• [What to do]: Return each line in the records below that includes "stripe".

**** Materials provided

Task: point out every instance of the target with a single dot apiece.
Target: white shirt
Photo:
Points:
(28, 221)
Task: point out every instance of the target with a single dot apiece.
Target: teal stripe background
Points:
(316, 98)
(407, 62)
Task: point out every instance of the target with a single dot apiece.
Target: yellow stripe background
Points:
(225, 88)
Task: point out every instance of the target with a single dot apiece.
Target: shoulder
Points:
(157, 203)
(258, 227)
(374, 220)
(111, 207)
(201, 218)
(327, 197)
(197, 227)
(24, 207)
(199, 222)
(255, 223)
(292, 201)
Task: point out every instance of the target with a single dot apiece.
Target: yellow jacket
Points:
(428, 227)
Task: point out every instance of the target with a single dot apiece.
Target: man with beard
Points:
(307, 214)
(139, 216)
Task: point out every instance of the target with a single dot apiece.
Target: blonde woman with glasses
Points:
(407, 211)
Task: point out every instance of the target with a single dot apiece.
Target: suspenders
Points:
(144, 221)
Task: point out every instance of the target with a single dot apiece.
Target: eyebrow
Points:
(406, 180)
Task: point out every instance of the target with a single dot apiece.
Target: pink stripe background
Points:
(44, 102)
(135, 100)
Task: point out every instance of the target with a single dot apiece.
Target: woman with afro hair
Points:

********
**** Materials provided

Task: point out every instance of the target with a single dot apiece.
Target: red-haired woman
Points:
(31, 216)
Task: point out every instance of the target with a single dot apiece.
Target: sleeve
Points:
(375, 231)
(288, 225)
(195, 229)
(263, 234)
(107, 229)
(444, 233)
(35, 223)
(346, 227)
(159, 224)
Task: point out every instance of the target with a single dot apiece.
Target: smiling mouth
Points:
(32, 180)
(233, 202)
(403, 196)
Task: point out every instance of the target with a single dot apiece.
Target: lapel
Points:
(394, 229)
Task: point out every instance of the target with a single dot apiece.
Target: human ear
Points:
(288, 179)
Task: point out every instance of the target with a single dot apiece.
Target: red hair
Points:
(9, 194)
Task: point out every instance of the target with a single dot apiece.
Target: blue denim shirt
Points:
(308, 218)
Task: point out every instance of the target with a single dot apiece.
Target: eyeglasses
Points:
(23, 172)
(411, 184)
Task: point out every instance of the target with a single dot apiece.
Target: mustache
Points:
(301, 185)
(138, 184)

********
**** Materials provided

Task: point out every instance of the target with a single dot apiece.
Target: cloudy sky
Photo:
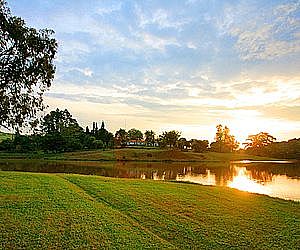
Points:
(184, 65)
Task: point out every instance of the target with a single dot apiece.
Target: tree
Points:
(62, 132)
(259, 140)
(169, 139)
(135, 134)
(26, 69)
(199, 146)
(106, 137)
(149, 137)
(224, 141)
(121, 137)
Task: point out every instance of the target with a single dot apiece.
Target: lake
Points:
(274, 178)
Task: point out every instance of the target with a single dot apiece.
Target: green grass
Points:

********

• [Written response]:
Target: teal stripe background
Target: yellow stripe background
Target: pink stripe background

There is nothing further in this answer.